PROVIDED TEXT =
Bob Wachter, on sabbatical in England, has been blogging about the National Health Service. In his
latest post, noting Donald Berwick's romanticism about the NHS and the political consequences he reaped, Bob is not so romantic. While acknowledging many of the negatives of the NHS he finds a few things to like. Let's look at some of those and decide how likeable they really are.
A GP can make more than a surgeon, and brings home about 20% more than a subspecialist. (We aren't told how much that is and how it compares to primary care in the US). This is largely due to a big P4P incentive implemented by the NHS in 2004. The incentive, as Bob portrays it, is like our own system on steroids:
In 2004, the NHS negotiated a new contract with GPs, which included a “Quality and Outcomes Framework” (QOF), an unprecedentedly far-reaching pay-for-performance system in which GP practices could earn substantial sums based on performance on over 100 quality measures...
But the most prominent wall decoration is a large white board, located in the practice’s main thoroughfare, its grids filled with data on the group’s performance on the QOF measures. All the doctors, nurses and staff track these numbers daily because their livelihood, literally, depends on them. In addition to tracking process and outcome data via the white board, the practice’s sophisticated computer system allows caregivers to track their adherence to evidence-based quality measures and to see how the practice is doing against benchmarks and bonus thresholds.
Well, you can just imagine the distraction this creates away from real quality and clinical skill along with other unintended consequences. I have blogged many times before (and cited evidence) on the fallacy of performance as a surrogate for quality. (In the above quote I wish Bob had put the word
quality in quotation marks). Beyond that, recent evidence suggests that even the effect on
performance of P4P incentives is
modest at best. The same was found to be true for the NHS incentive in particular in
this NEJM study. More than that, under the British QOF incentives there was deterioration in adherence to uncompensated measures.

DATA LISTING =
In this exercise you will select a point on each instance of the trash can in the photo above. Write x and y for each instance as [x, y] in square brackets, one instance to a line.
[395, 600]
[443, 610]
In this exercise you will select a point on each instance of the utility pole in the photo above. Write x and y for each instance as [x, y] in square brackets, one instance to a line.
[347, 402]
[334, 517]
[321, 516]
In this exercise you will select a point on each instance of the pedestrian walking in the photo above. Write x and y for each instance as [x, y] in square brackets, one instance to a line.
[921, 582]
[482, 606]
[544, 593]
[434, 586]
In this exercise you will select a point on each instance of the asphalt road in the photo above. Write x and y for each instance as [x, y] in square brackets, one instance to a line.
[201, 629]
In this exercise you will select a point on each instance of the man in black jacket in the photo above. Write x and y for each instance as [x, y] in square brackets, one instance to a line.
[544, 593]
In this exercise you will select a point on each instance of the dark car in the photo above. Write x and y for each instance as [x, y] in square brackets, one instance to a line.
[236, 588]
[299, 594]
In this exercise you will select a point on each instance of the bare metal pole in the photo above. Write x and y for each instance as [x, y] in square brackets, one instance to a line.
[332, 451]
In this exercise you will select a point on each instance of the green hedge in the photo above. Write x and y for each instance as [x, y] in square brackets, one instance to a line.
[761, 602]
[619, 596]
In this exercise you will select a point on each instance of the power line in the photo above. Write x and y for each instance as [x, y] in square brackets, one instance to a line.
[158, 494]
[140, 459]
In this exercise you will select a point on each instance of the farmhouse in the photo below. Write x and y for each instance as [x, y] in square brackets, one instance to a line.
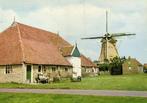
[27, 51]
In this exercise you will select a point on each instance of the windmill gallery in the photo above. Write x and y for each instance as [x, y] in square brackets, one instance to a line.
[33, 53]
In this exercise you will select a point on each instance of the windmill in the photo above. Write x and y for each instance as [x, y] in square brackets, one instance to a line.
[108, 47]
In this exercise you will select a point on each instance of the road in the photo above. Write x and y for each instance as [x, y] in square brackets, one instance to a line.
[79, 92]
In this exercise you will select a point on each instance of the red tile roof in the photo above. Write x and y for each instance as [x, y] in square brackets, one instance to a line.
[22, 43]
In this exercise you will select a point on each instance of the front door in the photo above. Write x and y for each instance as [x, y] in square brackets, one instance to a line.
[28, 73]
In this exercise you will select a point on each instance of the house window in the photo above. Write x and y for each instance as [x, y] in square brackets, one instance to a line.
[8, 69]
[39, 68]
[66, 69]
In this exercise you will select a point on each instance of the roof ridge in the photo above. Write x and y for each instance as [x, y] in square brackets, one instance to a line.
[21, 43]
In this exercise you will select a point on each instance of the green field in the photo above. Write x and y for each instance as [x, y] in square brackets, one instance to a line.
[53, 98]
[102, 82]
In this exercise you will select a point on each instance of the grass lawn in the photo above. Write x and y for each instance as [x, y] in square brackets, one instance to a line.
[53, 98]
[102, 82]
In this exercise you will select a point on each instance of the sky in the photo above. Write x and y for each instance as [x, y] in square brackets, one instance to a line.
[74, 19]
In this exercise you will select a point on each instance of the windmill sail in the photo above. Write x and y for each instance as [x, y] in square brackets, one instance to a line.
[108, 47]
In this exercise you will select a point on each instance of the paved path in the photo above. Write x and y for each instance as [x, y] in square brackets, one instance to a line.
[79, 92]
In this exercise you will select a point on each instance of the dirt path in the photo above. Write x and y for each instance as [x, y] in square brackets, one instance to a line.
[79, 92]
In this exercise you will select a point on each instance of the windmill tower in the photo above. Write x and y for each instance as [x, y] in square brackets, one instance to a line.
[108, 47]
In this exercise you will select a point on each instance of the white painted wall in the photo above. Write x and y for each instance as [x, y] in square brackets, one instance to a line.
[76, 63]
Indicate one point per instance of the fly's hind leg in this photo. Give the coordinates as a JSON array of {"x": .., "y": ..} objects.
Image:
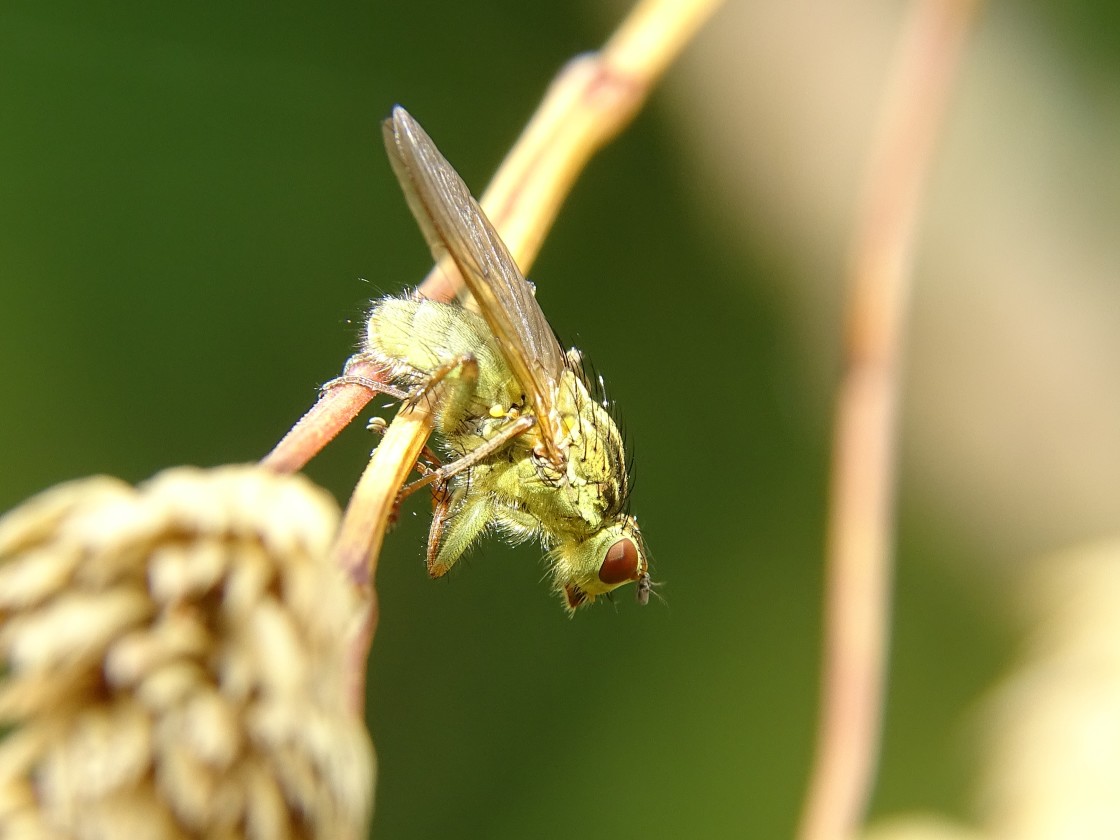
[
  {"x": 457, "y": 521},
  {"x": 454, "y": 383},
  {"x": 351, "y": 379}
]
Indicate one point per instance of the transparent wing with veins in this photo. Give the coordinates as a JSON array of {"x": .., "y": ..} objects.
[{"x": 456, "y": 227}]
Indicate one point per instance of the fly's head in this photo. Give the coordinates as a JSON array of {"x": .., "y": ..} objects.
[{"x": 582, "y": 570}]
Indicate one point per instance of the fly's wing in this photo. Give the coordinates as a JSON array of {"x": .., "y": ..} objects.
[{"x": 456, "y": 226}]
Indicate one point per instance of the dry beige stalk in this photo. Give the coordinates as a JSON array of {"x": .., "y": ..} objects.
[{"x": 175, "y": 660}]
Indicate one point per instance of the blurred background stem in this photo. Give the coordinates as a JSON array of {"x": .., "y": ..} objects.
[{"x": 861, "y": 510}]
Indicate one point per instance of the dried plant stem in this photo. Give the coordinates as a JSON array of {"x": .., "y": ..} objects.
[
  {"x": 860, "y": 518},
  {"x": 594, "y": 96},
  {"x": 589, "y": 102}
]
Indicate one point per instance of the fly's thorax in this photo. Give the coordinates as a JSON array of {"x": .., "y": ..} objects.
[
  {"x": 596, "y": 460},
  {"x": 608, "y": 559}
]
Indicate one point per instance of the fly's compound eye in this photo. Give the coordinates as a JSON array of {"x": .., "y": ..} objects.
[{"x": 621, "y": 562}]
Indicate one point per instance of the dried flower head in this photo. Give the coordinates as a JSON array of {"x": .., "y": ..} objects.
[{"x": 175, "y": 662}]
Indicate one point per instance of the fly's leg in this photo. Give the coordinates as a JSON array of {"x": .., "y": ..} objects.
[
  {"x": 455, "y": 382},
  {"x": 518, "y": 427},
  {"x": 376, "y": 385},
  {"x": 426, "y": 465}
]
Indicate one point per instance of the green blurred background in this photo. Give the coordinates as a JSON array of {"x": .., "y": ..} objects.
[{"x": 195, "y": 210}]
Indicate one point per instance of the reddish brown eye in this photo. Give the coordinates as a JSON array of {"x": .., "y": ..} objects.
[{"x": 621, "y": 562}]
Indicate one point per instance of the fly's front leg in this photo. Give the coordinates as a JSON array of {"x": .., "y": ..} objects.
[{"x": 519, "y": 426}]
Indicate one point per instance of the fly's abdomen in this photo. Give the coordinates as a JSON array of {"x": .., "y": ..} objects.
[
  {"x": 416, "y": 337},
  {"x": 422, "y": 335}
]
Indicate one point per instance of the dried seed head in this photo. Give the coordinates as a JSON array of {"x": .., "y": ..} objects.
[{"x": 175, "y": 662}]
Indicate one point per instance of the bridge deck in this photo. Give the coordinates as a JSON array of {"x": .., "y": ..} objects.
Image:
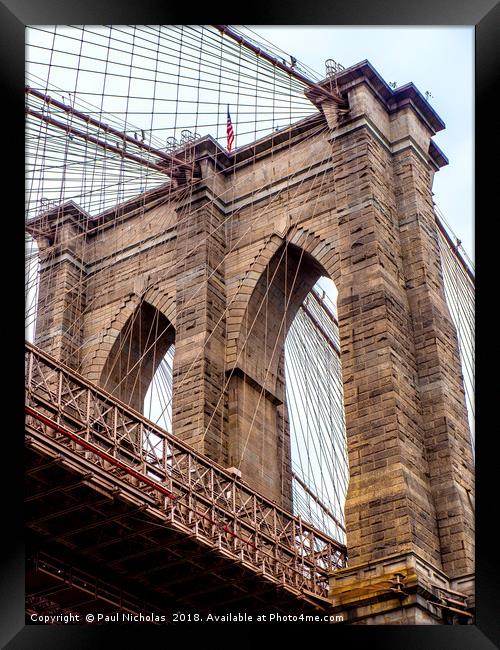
[{"x": 150, "y": 523}]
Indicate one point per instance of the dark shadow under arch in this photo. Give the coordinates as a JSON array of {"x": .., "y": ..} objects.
[{"x": 136, "y": 354}]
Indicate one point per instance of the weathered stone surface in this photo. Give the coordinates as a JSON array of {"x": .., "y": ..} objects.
[{"x": 216, "y": 268}]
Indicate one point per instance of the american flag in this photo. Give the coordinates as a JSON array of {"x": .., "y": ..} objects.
[{"x": 230, "y": 132}]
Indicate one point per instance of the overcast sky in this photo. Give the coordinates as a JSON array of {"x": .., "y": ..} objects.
[{"x": 436, "y": 59}]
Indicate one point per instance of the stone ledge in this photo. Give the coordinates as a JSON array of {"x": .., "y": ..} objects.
[{"x": 402, "y": 588}]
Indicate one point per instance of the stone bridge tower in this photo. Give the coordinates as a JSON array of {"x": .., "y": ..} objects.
[{"x": 191, "y": 263}]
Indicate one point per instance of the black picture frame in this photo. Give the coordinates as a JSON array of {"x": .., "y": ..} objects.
[{"x": 14, "y": 16}]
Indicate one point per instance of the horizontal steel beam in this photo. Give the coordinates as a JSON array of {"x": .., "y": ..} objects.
[{"x": 276, "y": 62}]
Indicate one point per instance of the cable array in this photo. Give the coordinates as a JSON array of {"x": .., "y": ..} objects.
[{"x": 113, "y": 116}]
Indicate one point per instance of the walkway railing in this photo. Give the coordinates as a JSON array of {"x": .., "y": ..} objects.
[{"x": 196, "y": 495}]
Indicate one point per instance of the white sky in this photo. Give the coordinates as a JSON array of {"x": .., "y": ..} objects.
[{"x": 435, "y": 59}]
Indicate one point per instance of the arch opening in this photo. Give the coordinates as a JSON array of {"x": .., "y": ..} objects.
[
  {"x": 143, "y": 346},
  {"x": 286, "y": 409},
  {"x": 315, "y": 405}
]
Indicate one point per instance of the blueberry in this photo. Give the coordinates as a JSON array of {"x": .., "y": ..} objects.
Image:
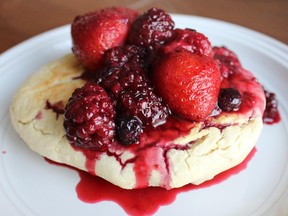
[{"x": 229, "y": 99}]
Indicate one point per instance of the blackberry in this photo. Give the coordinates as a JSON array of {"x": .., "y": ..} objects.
[
  {"x": 188, "y": 40},
  {"x": 128, "y": 129},
  {"x": 152, "y": 29},
  {"x": 229, "y": 99},
  {"x": 145, "y": 104},
  {"x": 89, "y": 118}
]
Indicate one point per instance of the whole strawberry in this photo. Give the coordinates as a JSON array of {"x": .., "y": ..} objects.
[
  {"x": 188, "y": 83},
  {"x": 95, "y": 32}
]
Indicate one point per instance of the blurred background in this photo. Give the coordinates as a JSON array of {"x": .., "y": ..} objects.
[{"x": 22, "y": 19}]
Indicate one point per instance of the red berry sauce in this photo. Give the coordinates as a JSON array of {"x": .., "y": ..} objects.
[{"x": 146, "y": 201}]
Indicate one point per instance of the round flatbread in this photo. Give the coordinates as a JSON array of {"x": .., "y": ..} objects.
[{"x": 193, "y": 156}]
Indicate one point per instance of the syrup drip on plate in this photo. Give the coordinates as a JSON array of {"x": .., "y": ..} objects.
[{"x": 146, "y": 201}]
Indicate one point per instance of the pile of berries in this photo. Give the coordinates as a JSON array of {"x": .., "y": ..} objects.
[{"x": 143, "y": 70}]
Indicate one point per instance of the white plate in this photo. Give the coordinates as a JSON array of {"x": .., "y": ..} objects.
[{"x": 31, "y": 186}]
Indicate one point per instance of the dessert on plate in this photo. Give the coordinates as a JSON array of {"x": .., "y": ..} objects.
[{"x": 141, "y": 103}]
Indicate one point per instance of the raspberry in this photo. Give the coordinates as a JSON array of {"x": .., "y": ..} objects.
[
  {"x": 89, "y": 118},
  {"x": 229, "y": 99},
  {"x": 128, "y": 129},
  {"x": 188, "y": 40},
  {"x": 152, "y": 29},
  {"x": 145, "y": 104},
  {"x": 228, "y": 60},
  {"x": 271, "y": 109}
]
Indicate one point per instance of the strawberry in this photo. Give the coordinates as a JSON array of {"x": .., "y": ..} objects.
[
  {"x": 188, "y": 83},
  {"x": 95, "y": 32}
]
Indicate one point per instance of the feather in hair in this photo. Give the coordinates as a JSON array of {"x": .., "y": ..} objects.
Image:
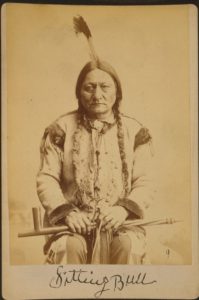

EXERCISE REQUIREMENTS =
• A. Duplicate everything in the blog post about the NHS from "Well, you can" down to "to uncompensated measures.".
• B. According to the blog post about the NHS, about how much more does a GP bring home than a subspecialist?
• C. Write the next part of the blog post about the NHS, picking up after its last sentence.
You won't need the records for any of this.

EXERCISE ANSWERS =
• A.
Well, you can just imagine the distraction this creates away from real quality and clinical skill along with other unintended consequences. I have blogged many times before (and cited evidence) on the fallacy of performance as a surrogate for quality. (In the above quote I wish Bob had put the word
quality in quotation marks). Beyond that, recent evidence suggests that even the effect on
performance of P4P incentives is
modest at best. The same was found to be true for the NHS incentive in particular in
this NEJM study. More than that, under the British QOF incentives there was deterioration in adherence to uncompensated measures.

• B. About 20% more.

• C.
Moreover, the NHS limited GP practice hours to 8 am-6:30 pm, weekdays only, creating alternative ways (mostly through a series of urgent care clinics and, of course, through emergency rooms) for patients to receive after-hours care.
GPs in the NHS apparently like this, but can you imagine the US government setting your practice hours?
Finally this, speaking of the GP group Bob toured there:
..they review every case in which a patient goes to the ED, is admitted to the hospital, and is referred to a subspecialist.
Yes, the decision to refer even a single patient to a cardiologist or nephrologist needs to be defended. As far as I could tell, this is not because the costs of subspecialty consultation come out of the practice’s resources (although this may soon change, as the Cameron government’s plans to turn over most of the healthcare budget to GPs, called “commissioning,” are rolled out over the next few years). Rather, it seemed to me to be an issue of professional pride.
Can you imagine a US primary care practice reviewing every one of its subspecialty consults? They wouldn’t have any time left over to see any patients.
These reviews flow from the UK’s overall care model, which requires that all patients go through their GP in order to access subspecialty care and most sophisticated tests (one vivid example: a GP cannot order a CT scan or MRI—they need to be ordered by subspecialists). They don’t call this “gatekeeping” here, but that’s precisely what we would call it in the US.
Yes, gatekeeping. Remember the days of heavy managed care? Again, on steroids.